In the century of sitting, researchers are beginning to link a sedentary lifestyle to increased risks of heart disease, illness, and even death. These inactivity studies, while new, are showing that the amount of time you spend sitting in your daily life will have a direct link on how and when your health deteriorates. Sound scary? We agree.
Here are 5 more subtle signs that you sit too much, something that new research suggests we pay more attention to.
Chronic back pain is experienced by many who spend more than half of their day seated. Compared to standing, sitting puts much more stress on your muscles and spine discs. When you sit too long, you usually end up slouching, which only intensifies the pressure to spinal ligaments and discs. Don’t ignore back pain; experts say that you should take a break from sitting every 30 to 60 minutes or when you feel back pain. Take a lap around the office, grab a glass of water, and stretch.
Getting regular headaches could be an indication that you are sitting too much. A Cervicogenic Headache is a headache that is the result of tension and pressure in the cervical spine. The upper back and neck area has many pain-sensitive regions that can become tense and produce what feels like a headache when strained.

▶ _Provided information_
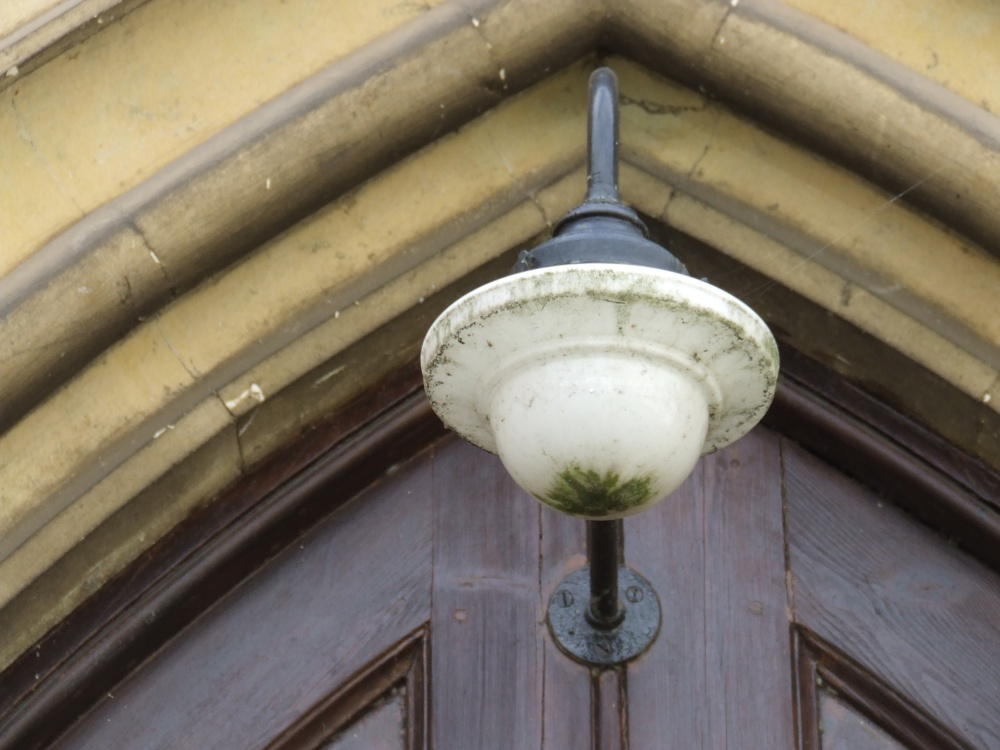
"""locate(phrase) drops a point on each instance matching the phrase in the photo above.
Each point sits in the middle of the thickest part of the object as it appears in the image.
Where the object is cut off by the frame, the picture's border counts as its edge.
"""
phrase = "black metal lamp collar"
(600, 372)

▶ _Apply what you read_
a) Condense the paragraph of the article on sitting that begins "Chronic back pain is experienced" into a short bulleted list that keeps its main facts.
b) Answer these questions from the article on sitting:
(i) What risks have researchers begun to link to a sedentary lifestyle?
(ii) How often do experts say a person should take a break from sitting?
(iii) What causes a Cervicogenic Headache?
The material above has no connection to the article on sitting.

▶ _Answers in order_
a)
- Chronic back pain affects many people who sit for more than half of the day.
- Sitting puts much more stress on the muscles and spinal discs than standing does.
- Sitting too long usually leads to slouching, which increases pressure on spinal ligaments and discs.
- Experts advise a break from sitting every 30 to 60 minutes or whenever back pain occurs, for example walking around the office, getting a glass of water, or stretching.

b)
(i) Heart disease, illness, and even death.
(ii) Every 30 to 60 minutes, or when back pain is felt.
(iii) Tension and pressure in the cervical spine.